**WHAT THE TASK ASKS:**
Arrange every line of the records below into a Markdown table with the columns Row and Line, numbering each row and skipping blank lines. Leave the pictures out of the table.

Image object location records
- - - - - - -
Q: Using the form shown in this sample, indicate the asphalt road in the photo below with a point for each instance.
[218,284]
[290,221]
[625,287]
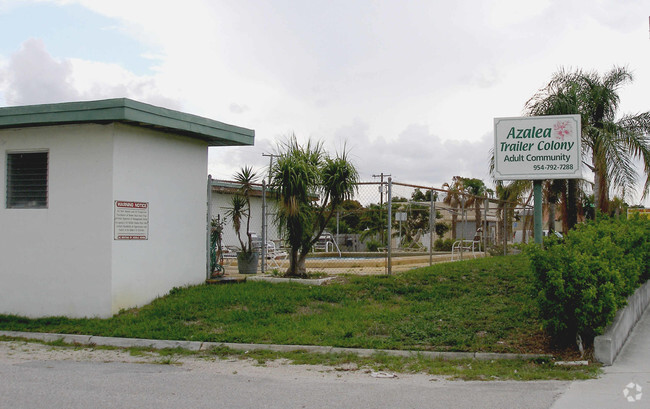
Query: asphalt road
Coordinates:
[35,376]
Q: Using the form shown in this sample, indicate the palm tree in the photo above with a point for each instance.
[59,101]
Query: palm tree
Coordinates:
[477,189]
[611,143]
[311,186]
[240,206]
[453,199]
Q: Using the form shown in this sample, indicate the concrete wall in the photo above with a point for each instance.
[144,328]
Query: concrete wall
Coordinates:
[220,204]
[56,261]
[63,260]
[608,345]
[168,172]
- - - - - - -
**REPLY TO THE TASK:**
| Row | Line |
|---|---|
| 1 | Q: Using the form shown in this sample, indicate the asphalt road in the photo below with a point for each instance. |
| 2 | [218,284] |
| 3 | [290,221] |
| 4 | [625,287] |
| 5 | Query: asphalt road |
| 6 | Coordinates: |
| 7 | [35,376] |
| 8 | Q: Using the form shown in this sample, indicate the palm tree in the photo above with a point for each instance. |
| 9 | [59,101] |
| 10 | Query: palm tree |
| 11 | Coordinates: |
| 12 | [477,189] |
| 13 | [611,143] |
| 14 | [311,186] |
| 15 | [240,206] |
| 16 | [453,199] |
| 17 | Q: Using the form shown in this sample, indicate the concrete wall in the photo above with a point for each instance. |
| 18 | [144,328] |
| 19 | Query: concrete wall |
| 20 | Coordinates: |
| 21 | [220,204] |
| 22 | [56,261] |
| 23 | [63,260] |
| 24 | [608,345] |
| 25 | [168,172] |